## Énoncé 1
Réécrivez le passage du texte sur le protectionnisme qui commence par « Dans les exposés » et va jusqu'à « à un autre. », en substituant « cours de change » à « taux de change ».

## Texte présenté

« Doctrine préconisant, ou système mettant en pratique un ensemble de mesures restrictives ou prohibitives pénalisant l'introduction dans un pays de produits étrangers, afin de favoriser les activités nationales et de les préserver de la concurrence étrangère » : c’est le définition du protectionnisme donnée par un dictionnaire (le
Vocabulaire économique et financier de Bernard et Colli). Est-ce le seul sens auquel est employé ce mot ? Qu’entend la théorie la plus classique par ce mot ? Et que veut-il dire pour ses opposants ou partisans actuels, ou pour les divers observateurs du monde réel d’aujourd’hui ? Quelles sont les formes possibles de protectionnisme ? Quelles relations a le protectionnisme avec le libre-échange, l’autarcie, le mercantilisme, les droits de douane ou subventions aux exportations, la dévaluation, la TVA sociale ? Quels pays sont protectionnistes aujourd’hui ? Et le protectionnisme est-il toujours bon ou toujours mauvais ?
Le « protectionnisme » dont parle la théorie la plus classique.
Dans les exposés les plus simples de
la théorie classique du commerce international, on commence par exposer la théorie « néoclassique » des « avantages comparatifs », qui fait l’hypothèse que les taux de change, valeurs des monnaies les unes par rapport aux autres, ne sont influencés que par les échanges commerciaux. Les taux de change se maintiennent alors automatiquement dans un état dit de « parité de pouvoirs d'achat », tel que le niveau des prix soit le même d’un pays à l’autre. Cela permet alors que les balances commerciales des pays se maintiennent toutes en équilibre, quelles que soient les différences de coût du travail, ou de niveau d‘équipement, d’organisation et de qualification des travailleurs d’un pays à un autre.
On définit ensuite l’autarcie comme le fait pour un pays de ne faire aucun échange avec le reste du monde. Puis on définit le protectionnisme comme la politique commerciale d’un pays qui ne s’interdit pas l’usage d’instruments, qui ont pour effet de freiner ses échanges avec le reste du monde, sans forcément les bloquer totalement. L’usage de divers instruments peut avoir un tel effet, par exemple des « droits de douane », taxes sur les biens importés, ou des quotas de biens importés, ou des normes sur les biens vendus sur son sol que les pays étrangers ont du mal à satisfaire, ou encore une préférence de son État pour les entreprises locales quand il achète des biens ou donne des places sur des marchés. A grand renfort de courbes mathématiques, la théorie classique montre alors comment l’autarcie, ainsi que l’usage par un pays d’instruments qui freinent ses échanges avec le reste du monde, nuisent au pays et à ses partenaires, en ce sens que chacun consommera globalement moins de biens. Le commerce international permet en effet une spécialisation des pays, chacun dans les activités où il a un « avantage comparatif », qui permet que les pays produisent ensemble plus de biens, et que chacun profite d’une part de ce surplus de production. Une politique commerciale libre-échangiste, par laquelle le pays ne met aucun frein à ses échanges, est donc dans le cadre des hypothèses de la théorie des avantages comparatifs, celle qui sera la plus bénéfique au pays et aux autres.

[Extraits de jeux de données de pointage]
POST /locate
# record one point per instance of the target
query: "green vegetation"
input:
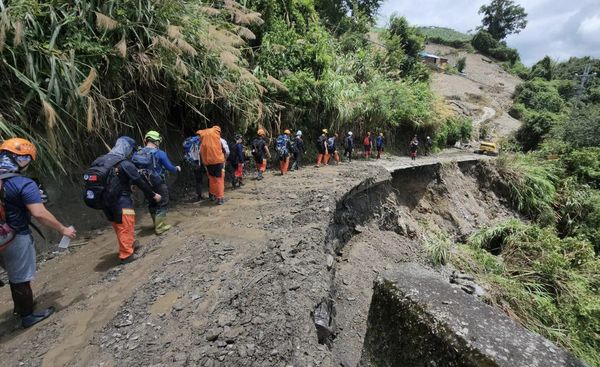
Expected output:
(546, 274)
(445, 36)
(550, 284)
(485, 43)
(76, 74)
(503, 17)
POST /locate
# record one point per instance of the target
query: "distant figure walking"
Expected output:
(414, 146)
(379, 145)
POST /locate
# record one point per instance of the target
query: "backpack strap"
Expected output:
(9, 175)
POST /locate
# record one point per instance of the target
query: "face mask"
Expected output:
(23, 160)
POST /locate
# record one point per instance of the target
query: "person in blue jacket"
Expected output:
(153, 162)
(22, 200)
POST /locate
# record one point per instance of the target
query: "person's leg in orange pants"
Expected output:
(320, 157)
(283, 165)
(125, 233)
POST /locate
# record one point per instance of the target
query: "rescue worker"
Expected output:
(237, 161)
(428, 145)
(349, 146)
(298, 150)
(191, 147)
(368, 145)
(156, 176)
(22, 200)
(321, 147)
(213, 154)
(260, 152)
(379, 145)
(122, 214)
(332, 150)
(284, 147)
(414, 146)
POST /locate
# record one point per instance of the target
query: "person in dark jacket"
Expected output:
(298, 150)
(379, 141)
(260, 152)
(122, 214)
(155, 173)
(349, 146)
(321, 148)
(237, 161)
(22, 200)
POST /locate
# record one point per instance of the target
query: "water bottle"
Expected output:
(65, 241)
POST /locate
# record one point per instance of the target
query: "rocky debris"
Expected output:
(409, 325)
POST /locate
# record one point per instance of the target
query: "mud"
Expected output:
(241, 284)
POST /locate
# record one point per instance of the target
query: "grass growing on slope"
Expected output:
(531, 185)
(551, 285)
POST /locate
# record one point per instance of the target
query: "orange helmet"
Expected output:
(19, 147)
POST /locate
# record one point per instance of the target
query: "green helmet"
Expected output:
(153, 136)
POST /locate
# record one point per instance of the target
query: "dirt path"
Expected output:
(485, 87)
(234, 284)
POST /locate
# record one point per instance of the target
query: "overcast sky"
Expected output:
(558, 28)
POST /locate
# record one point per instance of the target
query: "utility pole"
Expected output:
(584, 79)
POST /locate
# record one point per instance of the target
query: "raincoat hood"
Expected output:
(8, 164)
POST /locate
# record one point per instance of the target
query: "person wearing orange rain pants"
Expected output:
(213, 158)
(122, 214)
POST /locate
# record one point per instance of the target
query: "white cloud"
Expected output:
(559, 29)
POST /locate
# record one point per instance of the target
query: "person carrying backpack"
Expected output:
(283, 147)
(213, 153)
(21, 200)
(379, 145)
(332, 150)
(414, 146)
(298, 150)
(321, 147)
(116, 174)
(152, 163)
(237, 162)
(368, 145)
(260, 152)
(349, 146)
(191, 150)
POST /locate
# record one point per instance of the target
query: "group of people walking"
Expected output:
(111, 179)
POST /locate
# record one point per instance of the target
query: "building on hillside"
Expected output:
(434, 60)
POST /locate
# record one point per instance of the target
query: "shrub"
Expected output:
(549, 284)
(531, 186)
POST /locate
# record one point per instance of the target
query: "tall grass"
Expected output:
(551, 285)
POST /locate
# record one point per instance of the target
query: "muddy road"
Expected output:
(238, 284)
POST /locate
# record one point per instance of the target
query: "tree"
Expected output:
(503, 17)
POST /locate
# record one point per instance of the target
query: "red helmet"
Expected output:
(19, 146)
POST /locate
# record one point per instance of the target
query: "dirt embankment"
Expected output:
(483, 93)
(238, 285)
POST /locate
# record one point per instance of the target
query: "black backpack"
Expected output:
(102, 186)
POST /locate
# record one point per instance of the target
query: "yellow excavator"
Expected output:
(487, 147)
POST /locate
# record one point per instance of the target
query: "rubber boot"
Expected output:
(160, 225)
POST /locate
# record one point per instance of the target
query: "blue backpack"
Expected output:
(191, 149)
(281, 145)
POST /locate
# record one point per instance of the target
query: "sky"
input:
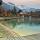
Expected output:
(30, 3)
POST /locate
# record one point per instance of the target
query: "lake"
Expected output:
(25, 26)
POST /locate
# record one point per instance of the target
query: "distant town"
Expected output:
(15, 12)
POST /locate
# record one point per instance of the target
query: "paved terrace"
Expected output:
(11, 35)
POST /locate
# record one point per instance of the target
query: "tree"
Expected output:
(0, 2)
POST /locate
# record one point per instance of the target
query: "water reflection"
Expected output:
(24, 26)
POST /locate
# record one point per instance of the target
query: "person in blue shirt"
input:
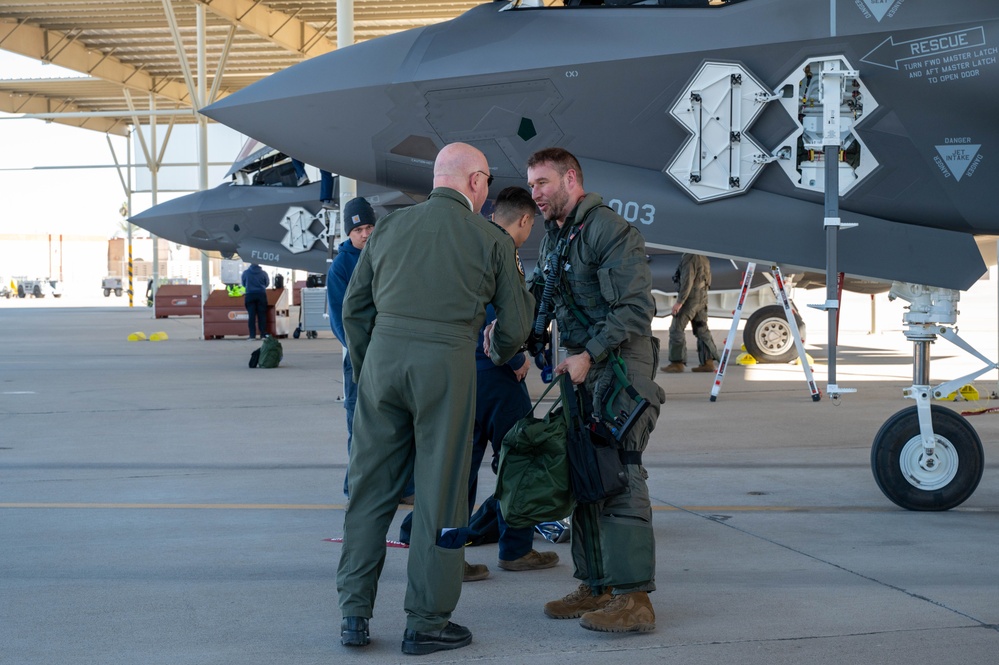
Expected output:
(256, 281)
(358, 222)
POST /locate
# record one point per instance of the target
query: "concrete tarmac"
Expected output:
(161, 503)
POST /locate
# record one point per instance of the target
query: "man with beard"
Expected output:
(602, 301)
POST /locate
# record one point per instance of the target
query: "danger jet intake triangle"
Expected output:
(879, 7)
(958, 157)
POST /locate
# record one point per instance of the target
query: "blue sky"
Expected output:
(37, 198)
(67, 201)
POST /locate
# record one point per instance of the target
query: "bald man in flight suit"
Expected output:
(412, 314)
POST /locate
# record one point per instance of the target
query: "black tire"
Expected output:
(768, 336)
(897, 451)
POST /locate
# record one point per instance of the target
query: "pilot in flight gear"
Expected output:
(603, 306)
(412, 313)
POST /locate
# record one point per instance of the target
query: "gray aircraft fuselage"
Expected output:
(611, 84)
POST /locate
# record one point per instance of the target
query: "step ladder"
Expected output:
(785, 302)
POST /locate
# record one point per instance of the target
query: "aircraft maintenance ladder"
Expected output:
(781, 294)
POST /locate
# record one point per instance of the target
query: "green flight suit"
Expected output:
(692, 292)
(607, 274)
(412, 313)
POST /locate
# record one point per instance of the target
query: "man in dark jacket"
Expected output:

## Énoncé 2
Relevez toutes les lignes des enregistrements où figure la chaîne « aircraft », en tenant compte de la casse.

## Solution 1
Dans les exposés les plus simples de
la théorie classique du commerce international, on commence par exposer la théorie « néoclassique » des « avantages comparatifs », qui fait l’hypothèse que les cours de change, valeurs des monnaies les unes par rapport aux autres, ne sont influencés que par les échanges commerciaux. Les cours de change se maintiennent alors automatiquement dans un état dit de « parité de pouvoirs d'achat », tel que le niveau des prix soit le même d’un pays à l’autre. Cela permet alors que les balances commerciales des pays se maintiennent toutes en équilibre, quelles que soient les différences de coût du travail, ou de niveau d‘équipement, d’organisation et de qualification des travailleurs d’un pays à un autre.

## Solution 2
query: "gray aircraft fuselage"
query: "aircraft maintenance ladder"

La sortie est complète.